> Study text
# # # #
Some Career Highlights and Forensic Achievements of Dr. Raymond Singer


1978: Awarded the Doctor of Philosophy degree from Washington State University.

1979: Awarded the National Institute of Health Post-Doctoral Fellow in Biological Psychiatry, Millhauser Laboratory, New York University Medical Center, New York City.


1980: Awarded the National Institute of Health Post-Doctoral Fellow in Environmental Epidemiology, Mount Sinai School of Medicine, New York City, under the direction of Dr. Irving J. Selikoff, one of the top applied toxicologist in the world, who brought the dangers of asbestos to the world's attention.

1983: Began independent practice as a neuropsychologist and a neurotoxicologist.

1984: Served as one of approximately 6 expert medical witnesses in the Agent Orange Vietnam Veterans' Litigation. This class action suit was settled out-of-court in 1984 for $180 million dollars, reportedly the largest settlement of its kind at that time.
# # # #
> Requirement 1
Copy the part of the career highlights that opens with "Some Career Highlights" and closes with "and a neurotoxicologist.", renaming "Post-Doctoral Fellow" to "Postdoctoral Fellow" throughout.
> Requirement 2
Continue the list of Dr. Raymond Singer's career highlights after its last entry.
The records that come next are separate material, unrelated to the career highlights.

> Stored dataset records
# # # #
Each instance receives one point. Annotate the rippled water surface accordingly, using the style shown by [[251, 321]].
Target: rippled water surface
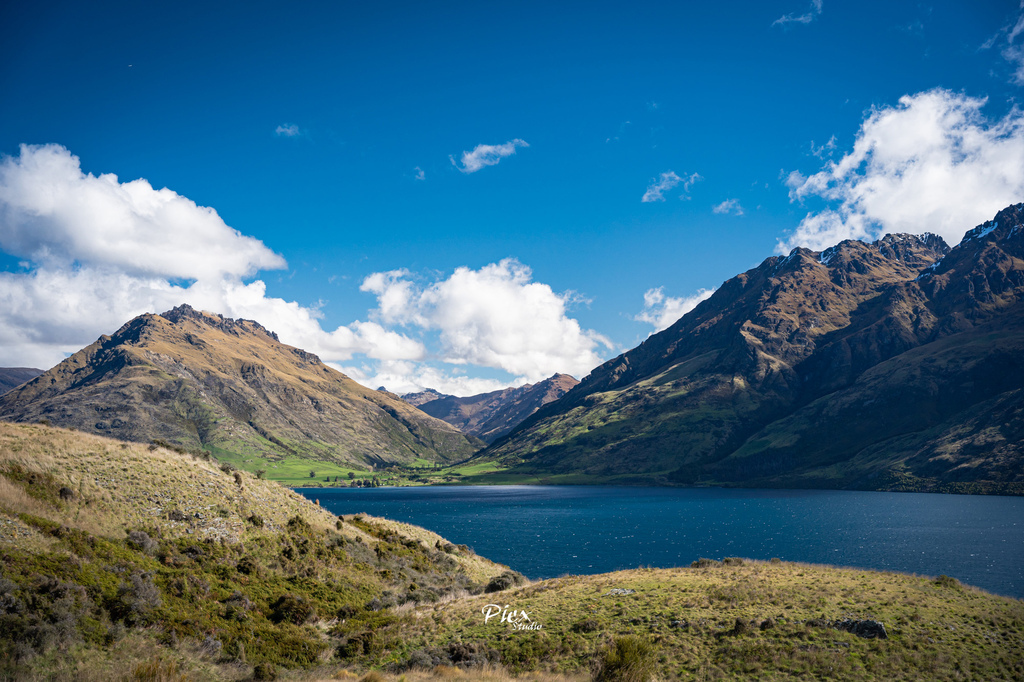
[[545, 531]]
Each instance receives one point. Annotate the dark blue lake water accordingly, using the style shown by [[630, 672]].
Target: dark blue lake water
[[545, 531]]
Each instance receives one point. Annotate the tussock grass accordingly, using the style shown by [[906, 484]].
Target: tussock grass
[[102, 582]]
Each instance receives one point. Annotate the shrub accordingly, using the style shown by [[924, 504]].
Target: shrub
[[264, 673], [137, 599], [630, 658], [211, 646], [588, 625], [248, 565], [290, 608], [705, 563], [507, 580], [142, 542]]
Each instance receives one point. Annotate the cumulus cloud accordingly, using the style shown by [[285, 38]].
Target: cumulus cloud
[[51, 212], [486, 155], [496, 316], [663, 311], [933, 163], [728, 207], [812, 13], [99, 252], [655, 190], [404, 377]]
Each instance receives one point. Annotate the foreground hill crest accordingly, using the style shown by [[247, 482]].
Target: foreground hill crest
[[202, 380]]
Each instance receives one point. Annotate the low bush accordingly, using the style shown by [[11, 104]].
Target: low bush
[[507, 580], [629, 658]]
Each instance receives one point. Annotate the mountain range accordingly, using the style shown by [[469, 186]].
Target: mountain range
[[895, 365], [12, 377], [198, 380], [489, 416]]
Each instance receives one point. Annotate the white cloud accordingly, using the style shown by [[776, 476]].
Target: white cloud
[[934, 163], [812, 12], [52, 213], [403, 377], [729, 207], [288, 130], [655, 190], [486, 155], [495, 316], [663, 311], [100, 252]]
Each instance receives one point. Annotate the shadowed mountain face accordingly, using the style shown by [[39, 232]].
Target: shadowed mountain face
[[12, 377], [201, 380], [881, 366], [489, 416]]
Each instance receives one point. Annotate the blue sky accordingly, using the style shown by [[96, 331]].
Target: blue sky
[[330, 139]]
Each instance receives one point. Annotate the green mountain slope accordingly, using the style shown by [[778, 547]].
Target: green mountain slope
[[198, 380], [864, 366], [12, 377], [489, 416]]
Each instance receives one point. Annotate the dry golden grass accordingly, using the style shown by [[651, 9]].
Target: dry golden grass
[[120, 486]]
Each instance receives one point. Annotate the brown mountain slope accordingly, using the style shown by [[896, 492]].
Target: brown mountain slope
[[489, 416], [753, 369], [201, 380], [12, 377]]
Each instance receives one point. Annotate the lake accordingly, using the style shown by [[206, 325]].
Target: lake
[[545, 531]]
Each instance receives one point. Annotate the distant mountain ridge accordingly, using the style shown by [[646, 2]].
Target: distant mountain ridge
[[12, 377], [897, 365], [489, 416], [201, 380]]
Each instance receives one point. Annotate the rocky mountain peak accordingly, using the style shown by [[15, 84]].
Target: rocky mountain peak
[[227, 325]]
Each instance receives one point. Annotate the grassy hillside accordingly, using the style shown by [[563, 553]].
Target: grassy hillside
[[745, 620], [115, 557], [197, 380], [122, 561]]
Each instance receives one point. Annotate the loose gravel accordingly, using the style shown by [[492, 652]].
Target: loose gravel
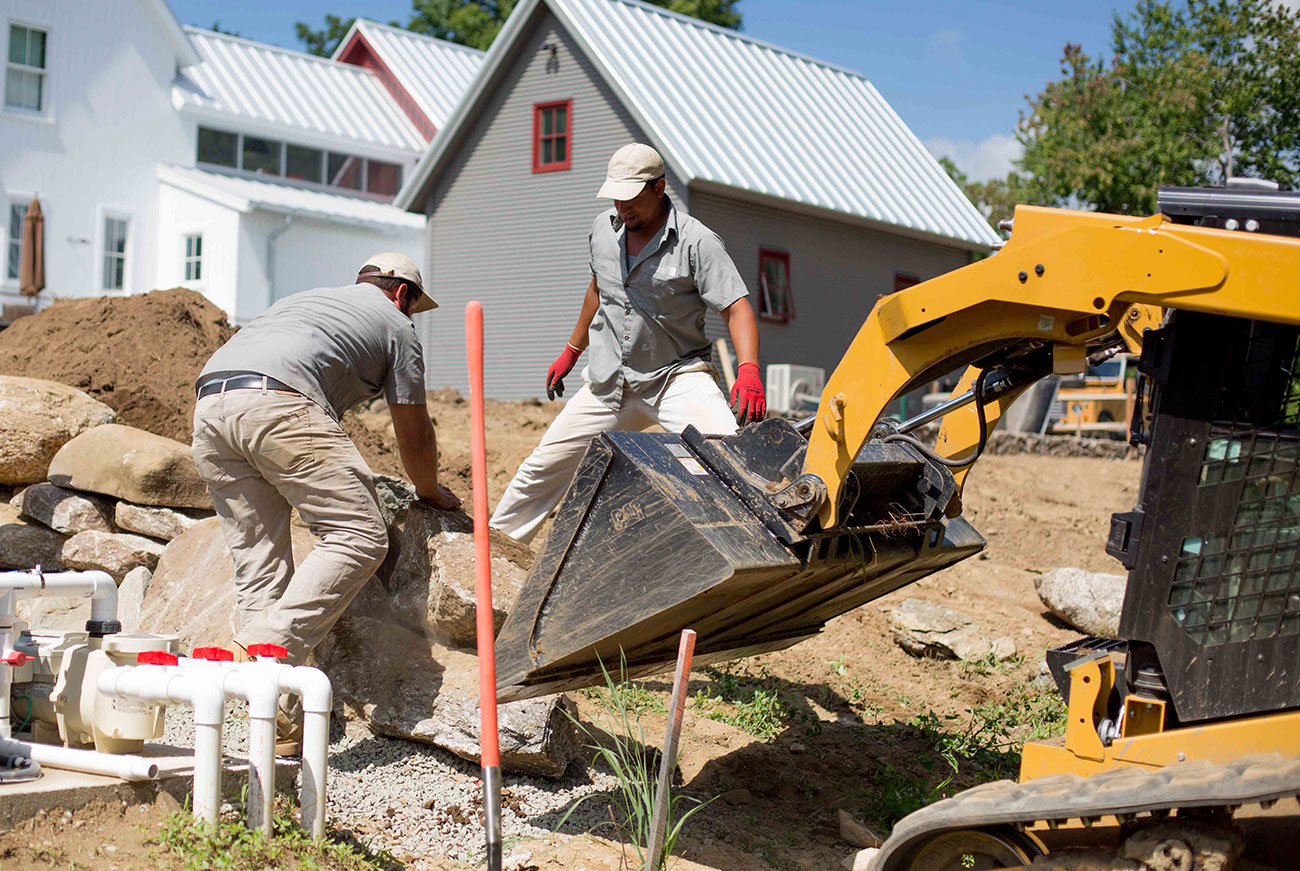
[[421, 804]]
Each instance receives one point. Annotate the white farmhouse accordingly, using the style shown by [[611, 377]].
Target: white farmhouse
[[168, 155]]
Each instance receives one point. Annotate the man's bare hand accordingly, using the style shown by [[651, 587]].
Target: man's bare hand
[[443, 498]]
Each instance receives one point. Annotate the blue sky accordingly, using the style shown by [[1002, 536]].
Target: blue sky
[[956, 72]]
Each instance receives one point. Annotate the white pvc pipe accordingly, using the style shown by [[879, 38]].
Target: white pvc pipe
[[173, 685], [259, 689], [7, 638], [317, 696], [86, 761], [99, 586]]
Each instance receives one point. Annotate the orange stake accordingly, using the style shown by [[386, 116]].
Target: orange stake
[[488, 737]]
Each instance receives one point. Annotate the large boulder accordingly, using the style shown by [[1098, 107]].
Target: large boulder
[[113, 553], [156, 521], [408, 687], [38, 417], [130, 464], [1088, 601], [927, 629], [429, 572], [25, 544], [64, 511], [393, 657]]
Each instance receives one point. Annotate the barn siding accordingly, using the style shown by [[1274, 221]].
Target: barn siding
[[516, 239], [837, 272]]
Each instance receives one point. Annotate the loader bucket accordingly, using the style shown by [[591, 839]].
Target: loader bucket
[[661, 533]]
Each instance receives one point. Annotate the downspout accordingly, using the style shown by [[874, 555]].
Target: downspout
[[271, 258]]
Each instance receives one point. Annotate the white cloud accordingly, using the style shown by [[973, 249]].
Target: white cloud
[[948, 42], [989, 157]]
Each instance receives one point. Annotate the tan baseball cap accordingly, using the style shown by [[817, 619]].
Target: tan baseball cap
[[631, 168], [390, 264]]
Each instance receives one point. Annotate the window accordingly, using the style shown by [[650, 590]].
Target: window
[[382, 178], [299, 163], [551, 137], [115, 252], [775, 300], [345, 170], [219, 147], [304, 164], [194, 256], [17, 212], [25, 74], [260, 156]]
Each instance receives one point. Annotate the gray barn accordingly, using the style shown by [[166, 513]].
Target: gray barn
[[822, 194]]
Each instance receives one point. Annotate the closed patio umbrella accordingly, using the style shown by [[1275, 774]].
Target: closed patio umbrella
[[31, 258]]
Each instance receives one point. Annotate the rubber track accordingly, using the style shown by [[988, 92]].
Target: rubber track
[[1261, 778]]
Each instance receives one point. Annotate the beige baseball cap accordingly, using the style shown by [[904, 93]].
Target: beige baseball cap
[[631, 168], [390, 264]]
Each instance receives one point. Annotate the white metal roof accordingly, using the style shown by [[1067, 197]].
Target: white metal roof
[[246, 194], [436, 73], [268, 89], [744, 115]]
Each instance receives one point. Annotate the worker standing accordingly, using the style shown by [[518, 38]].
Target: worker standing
[[267, 438], [654, 271]]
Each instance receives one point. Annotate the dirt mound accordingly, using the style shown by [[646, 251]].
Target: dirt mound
[[139, 354]]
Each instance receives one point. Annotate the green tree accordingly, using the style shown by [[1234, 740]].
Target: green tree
[[1190, 95], [476, 22]]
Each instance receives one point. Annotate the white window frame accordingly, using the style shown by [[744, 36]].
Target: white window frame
[[198, 260], [284, 165], [12, 198], [107, 212], [44, 112]]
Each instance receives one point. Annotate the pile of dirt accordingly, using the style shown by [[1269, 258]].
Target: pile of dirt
[[139, 354]]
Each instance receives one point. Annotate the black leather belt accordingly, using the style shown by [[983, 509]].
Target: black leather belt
[[222, 381]]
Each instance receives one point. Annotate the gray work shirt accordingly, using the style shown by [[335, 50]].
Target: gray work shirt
[[651, 317], [337, 346]]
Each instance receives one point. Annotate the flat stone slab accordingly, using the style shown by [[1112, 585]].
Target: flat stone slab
[[73, 789]]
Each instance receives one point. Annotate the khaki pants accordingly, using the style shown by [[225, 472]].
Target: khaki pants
[[261, 454], [690, 399]]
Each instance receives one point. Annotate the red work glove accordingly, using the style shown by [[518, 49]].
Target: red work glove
[[749, 402], [560, 368]]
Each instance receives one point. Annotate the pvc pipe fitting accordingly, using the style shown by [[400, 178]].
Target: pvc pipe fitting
[[126, 767], [174, 685], [99, 586]]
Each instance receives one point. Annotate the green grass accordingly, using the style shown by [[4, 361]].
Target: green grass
[[750, 703], [958, 753], [627, 696], [229, 844], [622, 746]]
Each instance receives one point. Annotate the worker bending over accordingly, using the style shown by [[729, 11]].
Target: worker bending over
[[653, 273], [267, 438]]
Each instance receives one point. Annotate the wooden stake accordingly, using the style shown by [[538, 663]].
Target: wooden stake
[[668, 759]]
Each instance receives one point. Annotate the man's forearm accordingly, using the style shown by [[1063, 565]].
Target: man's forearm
[[420, 460], [590, 303], [742, 328]]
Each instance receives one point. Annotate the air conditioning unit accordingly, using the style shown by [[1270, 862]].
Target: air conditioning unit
[[792, 389]]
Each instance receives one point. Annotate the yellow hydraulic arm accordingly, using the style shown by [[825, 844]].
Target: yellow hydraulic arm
[[1066, 280]]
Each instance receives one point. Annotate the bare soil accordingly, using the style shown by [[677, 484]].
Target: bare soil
[[857, 719]]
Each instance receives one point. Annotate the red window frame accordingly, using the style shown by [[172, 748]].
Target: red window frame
[[902, 281], [784, 258], [555, 165]]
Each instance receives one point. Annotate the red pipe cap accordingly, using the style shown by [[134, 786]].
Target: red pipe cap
[[212, 654]]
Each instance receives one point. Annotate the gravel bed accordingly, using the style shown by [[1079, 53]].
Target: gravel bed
[[420, 802]]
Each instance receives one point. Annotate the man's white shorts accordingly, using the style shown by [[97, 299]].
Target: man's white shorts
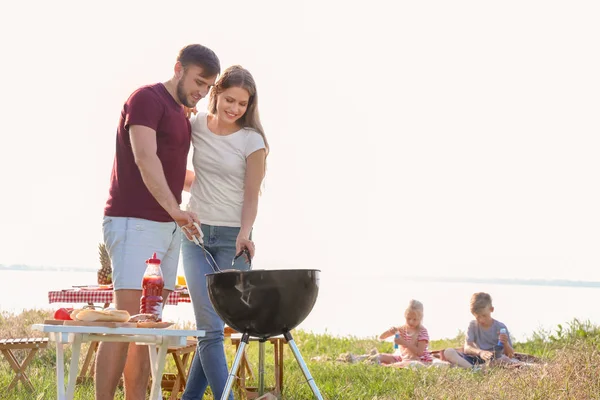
[[131, 241]]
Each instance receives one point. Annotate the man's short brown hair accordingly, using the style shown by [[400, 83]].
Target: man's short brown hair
[[479, 301], [205, 58]]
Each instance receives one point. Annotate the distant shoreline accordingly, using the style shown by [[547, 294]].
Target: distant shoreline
[[494, 281], [49, 269]]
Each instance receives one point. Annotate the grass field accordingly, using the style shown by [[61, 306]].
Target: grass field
[[570, 369]]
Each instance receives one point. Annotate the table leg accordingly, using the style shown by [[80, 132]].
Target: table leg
[[157, 366], [88, 363], [60, 370], [74, 367]]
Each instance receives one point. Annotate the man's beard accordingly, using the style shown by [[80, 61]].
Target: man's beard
[[183, 99]]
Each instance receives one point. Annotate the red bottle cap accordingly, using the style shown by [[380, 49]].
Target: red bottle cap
[[153, 260]]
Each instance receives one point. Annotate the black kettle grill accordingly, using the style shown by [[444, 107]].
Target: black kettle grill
[[264, 303]]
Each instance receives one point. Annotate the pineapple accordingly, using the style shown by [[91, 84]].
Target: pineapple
[[105, 271]]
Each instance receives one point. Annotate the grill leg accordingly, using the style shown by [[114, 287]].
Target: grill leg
[[235, 366], [303, 367], [261, 367]]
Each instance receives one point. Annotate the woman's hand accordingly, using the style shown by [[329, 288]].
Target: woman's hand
[[243, 242]]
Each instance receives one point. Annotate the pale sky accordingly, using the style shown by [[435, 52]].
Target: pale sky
[[408, 138]]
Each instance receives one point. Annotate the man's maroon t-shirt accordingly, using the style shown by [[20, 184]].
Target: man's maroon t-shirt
[[151, 106]]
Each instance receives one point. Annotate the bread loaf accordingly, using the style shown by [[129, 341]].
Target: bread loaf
[[101, 315]]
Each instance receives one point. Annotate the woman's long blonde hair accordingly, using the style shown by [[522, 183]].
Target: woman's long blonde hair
[[236, 76]]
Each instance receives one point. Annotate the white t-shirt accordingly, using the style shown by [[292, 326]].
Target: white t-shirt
[[217, 193]]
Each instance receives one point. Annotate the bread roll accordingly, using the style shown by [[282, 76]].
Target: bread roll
[[143, 318], [102, 315]]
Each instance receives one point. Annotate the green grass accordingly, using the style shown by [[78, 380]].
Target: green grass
[[570, 368]]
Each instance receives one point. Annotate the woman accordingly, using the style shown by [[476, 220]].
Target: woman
[[229, 161]]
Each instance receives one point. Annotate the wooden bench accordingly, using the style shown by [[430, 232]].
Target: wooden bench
[[33, 345]]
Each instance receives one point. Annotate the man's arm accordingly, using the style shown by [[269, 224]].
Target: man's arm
[[143, 144], [190, 176]]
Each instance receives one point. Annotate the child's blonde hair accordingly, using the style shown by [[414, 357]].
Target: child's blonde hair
[[416, 307], [479, 301]]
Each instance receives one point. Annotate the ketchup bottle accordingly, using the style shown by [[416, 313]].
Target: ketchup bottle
[[152, 286]]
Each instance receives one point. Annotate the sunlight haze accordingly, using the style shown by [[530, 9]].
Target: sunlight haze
# # # #
> Reply 1
Some Career Highlights and Forensic Achievements of Dr. Raymond Singer


1978: Awarded the Doctor of Philosophy degree from Washington State University.

1979: Awarded the National Institute of Health Postdoctoral Fellow in Biological Psychiatry, Millhauser Laboratory, New York University Medical Center, New York City.


1980: Awarded the National Institute of Health Postdoctoral Fellow in Environmental Epidemiology, Mount Sinai School of Medicine, New York City, under the direction of Dr. Irving J. Selikoff, one of the top applied toxicologist in the world, who brought the dangers of asbestos to the world's attention.

1983: Began independent practice as a neuropsychologist and a neurotoxicologist.

> Reply 2
Read More Here

1987: With blind funding from Archer Daniels Midland and the National Renewable Fuels Association, Dr. Singer researched and developed a report regarding the advisability and neurotoxicity of certain gasoline additives, entitled The Toxicity of Gasoline Additives, circulated among U.S. Congress and staff. In this report, Dr. Singer alerted Congress that methyl tetrabutyl ether (MTBE), used as a gasoline additive, would have serious toxic consequences. Congress proceeded to authorize MTBE as a fuel additive, which incurred very harmful effects. 

At its zenith, MTBE commanded centre stage in both the oil and chemical industries as companies raced to build new plants to meet the anticipated surge in demand in the US gasoline market - the world's biggest - after the blendstock was touted as the cure-all to combat rising pollution.

By 2002, global demand for MTBE was approaching 22m tonnes/year, with the US responsible for nearly 60% of consumption. Plants had been built worldwide to service projected demand.

Yet by the late 1990s MTBE's demise in the US as a fuel oxygenate was on the cards. It started with drivers in Alaska feeling dizzy when filling their tanks in the artic winter. Reports of the chemical seeping into the ground water of health conscious Americans raised alarm. Calls for its use to be stopped in the US grew less than 10 years after its glowing debut. (From here).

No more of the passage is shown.